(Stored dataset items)
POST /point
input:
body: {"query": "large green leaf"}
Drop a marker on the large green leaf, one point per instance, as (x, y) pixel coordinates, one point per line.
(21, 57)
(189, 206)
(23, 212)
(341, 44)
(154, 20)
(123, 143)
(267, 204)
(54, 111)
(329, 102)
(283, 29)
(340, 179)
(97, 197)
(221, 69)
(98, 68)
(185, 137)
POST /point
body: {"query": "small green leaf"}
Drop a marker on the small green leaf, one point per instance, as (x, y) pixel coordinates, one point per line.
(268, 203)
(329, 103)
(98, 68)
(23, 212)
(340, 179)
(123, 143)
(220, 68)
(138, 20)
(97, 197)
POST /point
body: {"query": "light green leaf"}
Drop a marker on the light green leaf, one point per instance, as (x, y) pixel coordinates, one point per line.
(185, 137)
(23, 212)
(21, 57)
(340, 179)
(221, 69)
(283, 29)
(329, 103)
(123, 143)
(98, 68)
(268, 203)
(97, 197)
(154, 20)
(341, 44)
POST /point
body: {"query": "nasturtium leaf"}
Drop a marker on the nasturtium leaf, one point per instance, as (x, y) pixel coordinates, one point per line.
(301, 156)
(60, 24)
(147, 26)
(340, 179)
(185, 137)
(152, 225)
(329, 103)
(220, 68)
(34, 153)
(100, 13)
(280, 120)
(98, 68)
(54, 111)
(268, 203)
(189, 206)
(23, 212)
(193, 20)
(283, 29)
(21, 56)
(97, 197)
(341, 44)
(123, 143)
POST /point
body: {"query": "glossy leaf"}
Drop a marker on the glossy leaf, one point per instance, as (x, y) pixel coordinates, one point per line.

- **Exercise**: From the first line to the last, return the data above exactly.

- **Answer to the problem**:
POST /point
input:
body: {"query": "large green leaf"}
Drop a marker on the large green leaf, one point per instance, as (x, y) pixel coordinates, one point per line.
(21, 57)
(189, 206)
(23, 212)
(341, 44)
(154, 20)
(123, 143)
(267, 204)
(54, 111)
(329, 102)
(283, 29)
(340, 179)
(97, 197)
(221, 69)
(98, 68)
(185, 137)
POST /point
body: {"query": "small green leaf"}
Drop a marker on the small green leaf, one point per instance, as (x, y) pixel coordinates, one point per line.
(268, 203)
(329, 103)
(98, 68)
(23, 212)
(340, 179)
(123, 143)
(220, 68)
(138, 20)
(97, 197)
POST /point
body: {"query": "light green leaf"}
Drop a marker on the light green leaf, one point per instance, as (x, y) pixel coordinates, one point per line.
(185, 137)
(23, 212)
(21, 57)
(340, 179)
(221, 69)
(283, 29)
(329, 103)
(123, 143)
(98, 68)
(268, 203)
(97, 197)
(154, 20)
(341, 44)
POST /point
body: {"query": "nasturtium leaf"}
Drop a marker on the nasturtium leaf, one point per instance, as (x, y) pixel coordinates, one point per line.
(301, 156)
(60, 24)
(147, 26)
(340, 179)
(185, 137)
(152, 225)
(329, 103)
(220, 68)
(34, 153)
(100, 13)
(280, 120)
(98, 68)
(54, 111)
(268, 203)
(189, 206)
(23, 212)
(193, 20)
(283, 29)
(21, 56)
(97, 197)
(341, 44)
(123, 143)
POST /point
body: {"query": "glossy leaf"}
Drop a marker on the glossy leaf, one point per instance, as (x, y) pixel coordinates, one point per line.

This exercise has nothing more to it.